*Exercise tasks*:
A. According to the news report on the Indianapolis electric-car fleet, what was the total value of the 7-year deal with Vision Fleet?
B. Extend the news report on the audit of Indianapolis's electric-car fleet contract, picking up after its final sentence.

*Selected text*:
INDIANAPOLIS, Ind. -- Two city-county councilmen tell CBS4 they will urge their fellow council members to scrap a controversial contract to provide the city’s public safety fleet with electric cars that an audit has found were ill-suited to the mission under a deal that was ill-conceived from the start and didn't save taxpayers the money that was promised.
Councilmen Jeff Miller and Aaron Freeman cite the report by the Office of Audit & Performance that blasts the administration of former Mayor Greg Ballard, himself a fellow Republican, in awarding a sole bidder contract to Vision Fleet, a start-up company that completed the feasibility study that resulted in its selection to provide more than 200 electric cars for the city’s municipal fleet.
“It was a complete nightmare and the citizens and the taxpayers of Indianapolis deserve better," said Freeman.
The original copy of six contracts between the Department of Public Works and Vision Fleet eventually called for the assignment of more than 400 cars to the city in a $32 million 7-year deal.
From the start, Ballard called the project Indianapolis’ “Freedom Fleet” with a goal of replacing the entire municipal fleet with alternative fuel vehicles over the span of a decade.
“This program was so flawed from the beginning that I believe the city needs to take the step to try to terminate the contract," said Freeman.
Beginning in the spring of 2015, just as officers were first assigned the electric/hybrid cars, critics charged that the Ballard Administration dodged city purchasing rules by claiming the contract was a service agreement through the Department of Public Works and saddled officers with cars not compatible with police work that were riddled with technical and maintenance problems.
“You should be very frustrated that we have no idea about the accuracy and validity of the contracts, that we can’t tell how much we’re saving, that it’s unacceptable performance of the vendor, I mean these types of terms, this is very disturbing, yes people should be very upset," said Miller.
A CBS4 investigation last year revealed the city and Vision Fleet created multiple contracts that were backdated with forged signatures and language changes that threw into doubt the legality of the agreements.
The auditor’s report found, “the implementation of the program to be ineffective at achieving certain goals and plagued with misrepresentations and noncompliance.
“Our analysis led us to question the accuracy and validity of the various contracts, vehicle data and billed costs,” wrote the auditors. “We found it to be infeasible for the City to verify costs and reported program data.”

*Entries shown*:
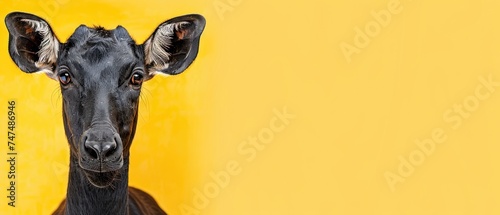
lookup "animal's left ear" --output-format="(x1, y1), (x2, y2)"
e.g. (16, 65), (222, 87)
(143, 14), (205, 76)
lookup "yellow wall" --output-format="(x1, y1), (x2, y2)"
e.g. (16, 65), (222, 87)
(0, 0), (500, 215)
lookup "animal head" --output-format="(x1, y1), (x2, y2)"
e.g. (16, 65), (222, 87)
(5, 12), (205, 187)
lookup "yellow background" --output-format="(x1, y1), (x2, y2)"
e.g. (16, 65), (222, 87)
(0, 0), (500, 215)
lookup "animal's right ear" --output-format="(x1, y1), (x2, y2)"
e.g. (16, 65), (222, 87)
(5, 12), (60, 76)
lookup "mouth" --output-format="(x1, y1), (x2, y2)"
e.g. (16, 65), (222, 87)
(79, 156), (123, 188)
(84, 170), (120, 188)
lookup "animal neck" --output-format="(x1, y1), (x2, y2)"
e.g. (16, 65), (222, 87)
(65, 157), (129, 215)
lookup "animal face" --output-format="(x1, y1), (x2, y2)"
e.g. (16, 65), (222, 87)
(5, 12), (205, 187)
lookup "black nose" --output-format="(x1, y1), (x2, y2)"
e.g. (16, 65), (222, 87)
(85, 137), (116, 160)
(82, 127), (121, 162)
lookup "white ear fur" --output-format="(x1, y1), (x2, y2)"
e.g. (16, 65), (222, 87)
(21, 19), (59, 72)
(144, 22), (188, 72)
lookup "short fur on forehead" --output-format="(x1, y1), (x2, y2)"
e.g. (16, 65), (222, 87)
(65, 25), (135, 63)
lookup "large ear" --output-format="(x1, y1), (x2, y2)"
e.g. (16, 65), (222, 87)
(144, 14), (205, 75)
(5, 12), (60, 75)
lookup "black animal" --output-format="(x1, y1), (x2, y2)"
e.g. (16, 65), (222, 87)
(5, 12), (205, 215)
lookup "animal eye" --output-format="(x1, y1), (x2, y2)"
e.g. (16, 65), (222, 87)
(59, 72), (71, 85)
(130, 72), (144, 86)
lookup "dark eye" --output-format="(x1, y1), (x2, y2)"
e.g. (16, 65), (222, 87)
(130, 72), (144, 86)
(59, 72), (71, 86)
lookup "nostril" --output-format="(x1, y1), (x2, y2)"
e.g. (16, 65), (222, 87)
(85, 144), (99, 159)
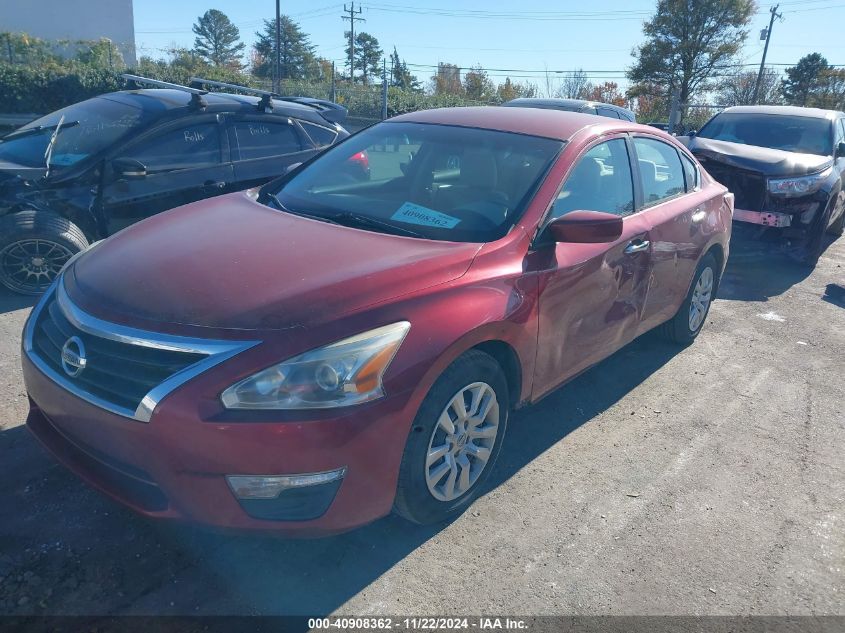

*Expected responses*:
A. $32 million

B.
The report found that the implementation of the program strayed from the stated goal of providing cost effective and efficient alternative fuel source vehicles for the city’s fleet.
“This is manifested as a lack of performance, and/or unacceptable performance from the vendor, as well as agreements and actions that fail to satisfy essential objectives,” reads the audit. “These deficiencies ultimately pose a risk to the City.”
“We always felt that it was too much per car, we felt that we were putting officers in the wrong cars, we were putting them in Volts where they couldn’t fit all their equipment," said Miller.
Ballard, currently a visiting professor at the University of Indianapolis, did not respond to a request for comment.
Mayor Joe Hogsett’s office issued a statement that read, “In February, our administration requested that the Office of Audit and Performance commission a study on the financial implications and performance metrics of the Department of Public Works’ Master Fleet Agreement. The completed report we received last month provides a series of recommendations that we are considering as part of our top to bottom look for cost savings and efficiency within city government.”
The original Vision Fleet agreement was routed around city county council approval for contracts through the Public Works Board and DPW, leading the auditors to find, “we are omitting a review of the validity of funds used to pay invoiced charges for the Master Fleet Agreement.”
The auditors recalculated billed charges, verified vehicle data, compared six contract versions, determined compliance with applicable guidelines and assessed the effectiveness of the overall program.
What the report found was a stunningly flawed program and process from its inception to execution.
“The design and implementation of the Master Fleet Agreement (lacks) the controls needed to effectively accomplish certain objectives and to reasonably ensure efficiency,” reads the report. “This is related to the suitability of the vehicles and services received.”
Officers complained that the Chevrolet Volts which made up the overwhelming bulk of the fleet were too small, did not have a secure trunk area for the storage and transportation of weapons and damaged the home electrical systems of officers.
In 2015, the city said it would inspect and outfit the homes of officers to safely charge vehicles and reimburse city employees the cost of added electricity,
Officers tell CBS4 that pledge has not been fulfilled.
The report also found discrepancies in the maintenance agreements of the vehicles and Chevrolet’s refusal to certify city technicians to work on the cars.
Officers complain that not only were off-site maintenance visits to local Chevrolet dealers inconvenient and rife with billing confusion, the city’s Fleet Services division lacks typical replacement parts, such as tires, to keep the Volts on the road.
“We perceived the terms to be misleading and to misrepresent the magnitude of the potential cost savings the City could expect,” concluded the auditors.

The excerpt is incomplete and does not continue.